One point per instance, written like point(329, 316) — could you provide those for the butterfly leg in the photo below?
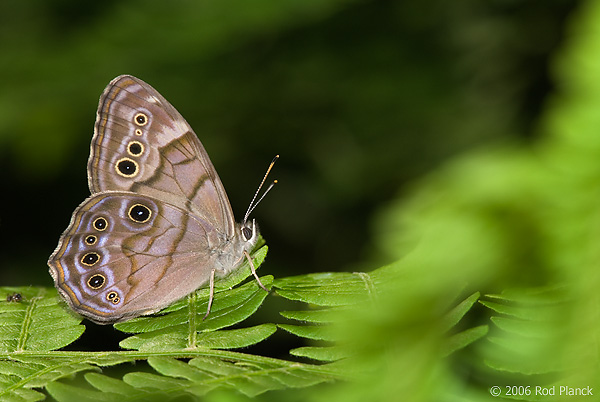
point(211, 293)
point(254, 271)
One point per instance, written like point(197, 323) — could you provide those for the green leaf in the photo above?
point(178, 329)
point(322, 353)
point(464, 339)
point(38, 322)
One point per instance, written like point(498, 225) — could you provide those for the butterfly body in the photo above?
point(158, 224)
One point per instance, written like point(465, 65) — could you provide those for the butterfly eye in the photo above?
point(135, 148)
point(126, 167)
point(139, 213)
point(141, 119)
point(90, 259)
point(96, 281)
point(100, 224)
point(247, 233)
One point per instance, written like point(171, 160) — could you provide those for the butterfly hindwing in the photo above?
point(125, 254)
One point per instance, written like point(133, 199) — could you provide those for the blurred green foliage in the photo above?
point(369, 103)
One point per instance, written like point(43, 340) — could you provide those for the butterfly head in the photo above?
point(249, 232)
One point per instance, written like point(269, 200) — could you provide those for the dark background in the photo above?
point(360, 98)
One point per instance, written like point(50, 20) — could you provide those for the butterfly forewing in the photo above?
point(143, 145)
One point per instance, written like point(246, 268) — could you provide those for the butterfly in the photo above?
point(158, 224)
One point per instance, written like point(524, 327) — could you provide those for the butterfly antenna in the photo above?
point(254, 203)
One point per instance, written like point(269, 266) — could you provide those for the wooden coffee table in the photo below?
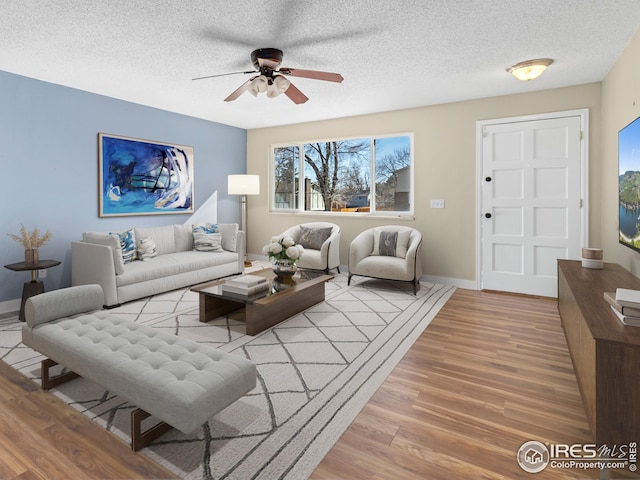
----
The problem: Only exact duplicates of the lines from the one containing "One point per instance, written like point(524, 327)" through the final line of the entries, both included, are needed, with pictures left out.

Response:
One point per instance, written like point(524, 327) — could you provide those for the butterfly antenna in the photo above?
point(254, 203)
One point per instance, written like point(269, 266) — could you provide those for the wooden coffee table in the photo below?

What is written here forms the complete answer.